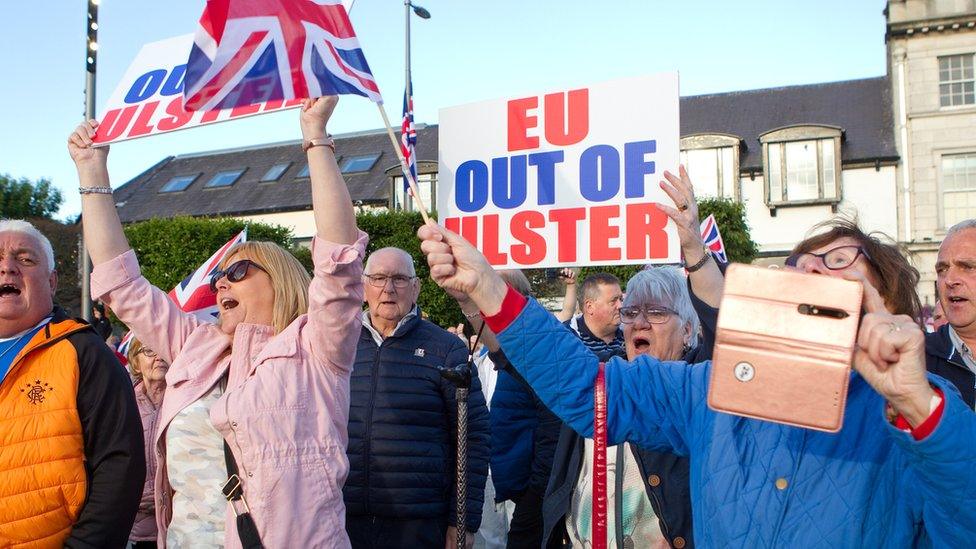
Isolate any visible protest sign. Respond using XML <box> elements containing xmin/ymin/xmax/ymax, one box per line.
<box><xmin>437</xmin><ymin>73</ymin><xmax>680</xmax><ymax>268</ymax></box>
<box><xmin>94</xmin><ymin>34</ymin><xmax>301</xmax><ymax>145</ymax></box>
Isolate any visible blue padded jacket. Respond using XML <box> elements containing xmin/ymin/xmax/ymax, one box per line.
<box><xmin>499</xmin><ymin>299</ymin><xmax>976</xmax><ymax>547</ymax></box>
<box><xmin>342</xmin><ymin>311</ymin><xmax>490</xmax><ymax>532</ymax></box>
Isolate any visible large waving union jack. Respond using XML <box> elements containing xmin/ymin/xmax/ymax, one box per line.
<box><xmin>183</xmin><ymin>0</ymin><xmax>383</xmax><ymax>111</ymax></box>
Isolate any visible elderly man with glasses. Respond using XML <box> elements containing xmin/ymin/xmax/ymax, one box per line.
<box><xmin>343</xmin><ymin>248</ymin><xmax>489</xmax><ymax>548</ymax></box>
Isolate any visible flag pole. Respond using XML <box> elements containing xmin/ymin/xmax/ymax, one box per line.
<box><xmin>376</xmin><ymin>103</ymin><xmax>430</xmax><ymax>224</ymax></box>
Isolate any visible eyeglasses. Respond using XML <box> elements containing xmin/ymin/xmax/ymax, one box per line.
<box><xmin>620</xmin><ymin>305</ymin><xmax>678</xmax><ymax>324</ymax></box>
<box><xmin>786</xmin><ymin>246</ymin><xmax>871</xmax><ymax>271</ymax></box>
<box><xmin>210</xmin><ymin>259</ymin><xmax>268</xmax><ymax>293</ymax></box>
<box><xmin>136</xmin><ymin>347</ymin><xmax>156</xmax><ymax>358</ymax></box>
<box><xmin>363</xmin><ymin>275</ymin><xmax>417</xmax><ymax>288</ymax></box>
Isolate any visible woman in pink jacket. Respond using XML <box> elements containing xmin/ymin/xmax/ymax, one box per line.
<box><xmin>126</xmin><ymin>338</ymin><xmax>169</xmax><ymax>549</ymax></box>
<box><xmin>68</xmin><ymin>97</ymin><xmax>367</xmax><ymax>547</ymax></box>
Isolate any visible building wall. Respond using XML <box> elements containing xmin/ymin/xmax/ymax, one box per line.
<box><xmin>704</xmin><ymin>166</ymin><xmax>898</xmax><ymax>256</ymax></box>
<box><xmin>888</xmin><ymin>0</ymin><xmax>976</xmax><ymax>304</ymax></box>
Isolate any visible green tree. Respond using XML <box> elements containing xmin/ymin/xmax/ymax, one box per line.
<box><xmin>0</xmin><ymin>174</ymin><xmax>64</xmax><ymax>219</ymax></box>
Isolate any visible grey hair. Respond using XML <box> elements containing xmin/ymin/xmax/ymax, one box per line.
<box><xmin>363</xmin><ymin>246</ymin><xmax>417</xmax><ymax>276</ymax></box>
<box><xmin>623</xmin><ymin>266</ymin><xmax>701</xmax><ymax>347</ymax></box>
<box><xmin>943</xmin><ymin>219</ymin><xmax>976</xmax><ymax>240</ymax></box>
<box><xmin>0</xmin><ymin>219</ymin><xmax>54</xmax><ymax>273</ymax></box>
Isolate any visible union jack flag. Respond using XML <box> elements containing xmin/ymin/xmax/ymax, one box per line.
<box><xmin>400</xmin><ymin>84</ymin><xmax>417</xmax><ymax>191</ymax></box>
<box><xmin>183</xmin><ymin>0</ymin><xmax>383</xmax><ymax>111</ymax></box>
<box><xmin>701</xmin><ymin>215</ymin><xmax>729</xmax><ymax>263</ymax></box>
<box><xmin>116</xmin><ymin>228</ymin><xmax>247</xmax><ymax>364</ymax></box>
<box><xmin>169</xmin><ymin>229</ymin><xmax>247</xmax><ymax>322</ymax></box>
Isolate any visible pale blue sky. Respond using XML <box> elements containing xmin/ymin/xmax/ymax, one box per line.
<box><xmin>0</xmin><ymin>0</ymin><xmax>886</xmax><ymax>216</ymax></box>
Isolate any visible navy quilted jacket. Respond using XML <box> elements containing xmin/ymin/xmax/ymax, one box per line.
<box><xmin>499</xmin><ymin>299</ymin><xmax>976</xmax><ymax>547</ymax></box>
<box><xmin>342</xmin><ymin>312</ymin><xmax>489</xmax><ymax>532</ymax></box>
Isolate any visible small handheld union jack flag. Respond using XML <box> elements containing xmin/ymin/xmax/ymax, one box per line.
<box><xmin>183</xmin><ymin>0</ymin><xmax>383</xmax><ymax>111</ymax></box>
<box><xmin>701</xmin><ymin>215</ymin><xmax>729</xmax><ymax>263</ymax></box>
<box><xmin>400</xmin><ymin>83</ymin><xmax>417</xmax><ymax>192</ymax></box>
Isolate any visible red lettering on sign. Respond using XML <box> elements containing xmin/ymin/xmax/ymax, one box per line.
<box><xmin>627</xmin><ymin>202</ymin><xmax>668</xmax><ymax>259</ymax></box>
<box><xmin>544</xmin><ymin>88</ymin><xmax>590</xmax><ymax>147</ymax></box>
<box><xmin>156</xmin><ymin>97</ymin><xmax>193</xmax><ymax>132</ymax></box>
<box><xmin>129</xmin><ymin>101</ymin><xmax>159</xmax><ymax>137</ymax></box>
<box><xmin>94</xmin><ymin>105</ymin><xmax>139</xmax><ymax>143</ymax></box>
<box><xmin>508</xmin><ymin>97</ymin><xmax>539</xmax><ymax>151</ymax></box>
<box><xmin>511</xmin><ymin>211</ymin><xmax>546</xmax><ymax>265</ymax></box>
<box><xmin>549</xmin><ymin>208</ymin><xmax>586</xmax><ymax>263</ymax></box>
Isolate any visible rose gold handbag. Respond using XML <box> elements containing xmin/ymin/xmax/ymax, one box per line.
<box><xmin>708</xmin><ymin>264</ymin><xmax>863</xmax><ymax>432</ymax></box>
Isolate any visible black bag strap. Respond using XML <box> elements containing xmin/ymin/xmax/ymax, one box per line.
<box><xmin>221</xmin><ymin>440</ymin><xmax>264</xmax><ymax>549</ymax></box>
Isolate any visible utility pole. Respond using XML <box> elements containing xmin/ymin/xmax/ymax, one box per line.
<box><xmin>78</xmin><ymin>0</ymin><xmax>99</xmax><ymax>320</ymax></box>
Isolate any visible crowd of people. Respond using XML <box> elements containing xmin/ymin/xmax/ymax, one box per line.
<box><xmin>0</xmin><ymin>97</ymin><xmax>976</xmax><ymax>549</ymax></box>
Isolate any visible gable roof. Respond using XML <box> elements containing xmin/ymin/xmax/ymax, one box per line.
<box><xmin>681</xmin><ymin>76</ymin><xmax>898</xmax><ymax>171</ymax></box>
<box><xmin>114</xmin><ymin>124</ymin><xmax>437</xmax><ymax>223</ymax></box>
<box><xmin>114</xmin><ymin>76</ymin><xmax>898</xmax><ymax>223</ymax></box>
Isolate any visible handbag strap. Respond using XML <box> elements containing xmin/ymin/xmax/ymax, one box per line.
<box><xmin>591</xmin><ymin>362</ymin><xmax>607</xmax><ymax>549</ymax></box>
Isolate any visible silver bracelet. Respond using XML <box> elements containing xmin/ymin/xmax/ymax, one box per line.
<box><xmin>78</xmin><ymin>187</ymin><xmax>112</xmax><ymax>194</ymax></box>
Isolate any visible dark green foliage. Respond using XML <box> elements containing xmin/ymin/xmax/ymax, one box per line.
<box><xmin>0</xmin><ymin>174</ymin><xmax>64</xmax><ymax>219</ymax></box>
<box><xmin>125</xmin><ymin>216</ymin><xmax>292</xmax><ymax>291</ymax></box>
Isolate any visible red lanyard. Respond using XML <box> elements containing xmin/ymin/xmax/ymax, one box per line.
<box><xmin>592</xmin><ymin>362</ymin><xmax>607</xmax><ymax>549</ymax></box>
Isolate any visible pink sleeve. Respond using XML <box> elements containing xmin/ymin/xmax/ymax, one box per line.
<box><xmin>91</xmin><ymin>250</ymin><xmax>200</xmax><ymax>364</ymax></box>
<box><xmin>302</xmin><ymin>231</ymin><xmax>369</xmax><ymax>373</ymax></box>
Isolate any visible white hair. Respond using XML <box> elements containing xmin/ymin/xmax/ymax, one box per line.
<box><xmin>0</xmin><ymin>219</ymin><xmax>54</xmax><ymax>273</ymax></box>
<box><xmin>943</xmin><ymin>219</ymin><xmax>976</xmax><ymax>240</ymax></box>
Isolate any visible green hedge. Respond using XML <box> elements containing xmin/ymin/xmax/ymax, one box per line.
<box><xmin>125</xmin><ymin>199</ymin><xmax>758</xmax><ymax>326</ymax></box>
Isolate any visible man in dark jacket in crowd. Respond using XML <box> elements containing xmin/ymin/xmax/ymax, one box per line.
<box><xmin>925</xmin><ymin>219</ymin><xmax>976</xmax><ymax>407</ymax></box>
<box><xmin>343</xmin><ymin>248</ymin><xmax>489</xmax><ymax>549</ymax></box>
<box><xmin>0</xmin><ymin>219</ymin><xmax>146</xmax><ymax>547</ymax></box>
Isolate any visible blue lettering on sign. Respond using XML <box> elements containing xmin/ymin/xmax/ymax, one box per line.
<box><xmin>491</xmin><ymin>154</ymin><xmax>528</xmax><ymax>209</ymax></box>
<box><xmin>624</xmin><ymin>139</ymin><xmax>657</xmax><ymax>198</ymax></box>
<box><xmin>125</xmin><ymin>69</ymin><xmax>166</xmax><ymax>103</ymax></box>
<box><xmin>159</xmin><ymin>63</ymin><xmax>186</xmax><ymax>96</ymax></box>
<box><xmin>529</xmin><ymin>151</ymin><xmax>563</xmax><ymax>206</ymax></box>
<box><xmin>454</xmin><ymin>160</ymin><xmax>488</xmax><ymax>212</ymax></box>
<box><xmin>580</xmin><ymin>145</ymin><xmax>620</xmax><ymax>202</ymax></box>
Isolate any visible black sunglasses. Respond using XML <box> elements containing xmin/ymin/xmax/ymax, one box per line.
<box><xmin>210</xmin><ymin>259</ymin><xmax>268</xmax><ymax>293</ymax></box>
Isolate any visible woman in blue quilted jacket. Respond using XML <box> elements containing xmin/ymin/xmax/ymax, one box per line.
<box><xmin>418</xmin><ymin>200</ymin><xmax>976</xmax><ymax>547</ymax></box>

+++++

WHAT YOU SHOULD DO:
Filter the entries above, copying each line that holds the string "pink". Case counts.

FINISHED ANSWER:
Isolate any visible woman in pink jacket. Respond using XML <box> elements containing xmin/ymin/xmax/ymax, one box per line.
Isolate any visible pink sleeve. Respond using XML <box> elements containing xmin/ymin/xmax/ymax, one box per line.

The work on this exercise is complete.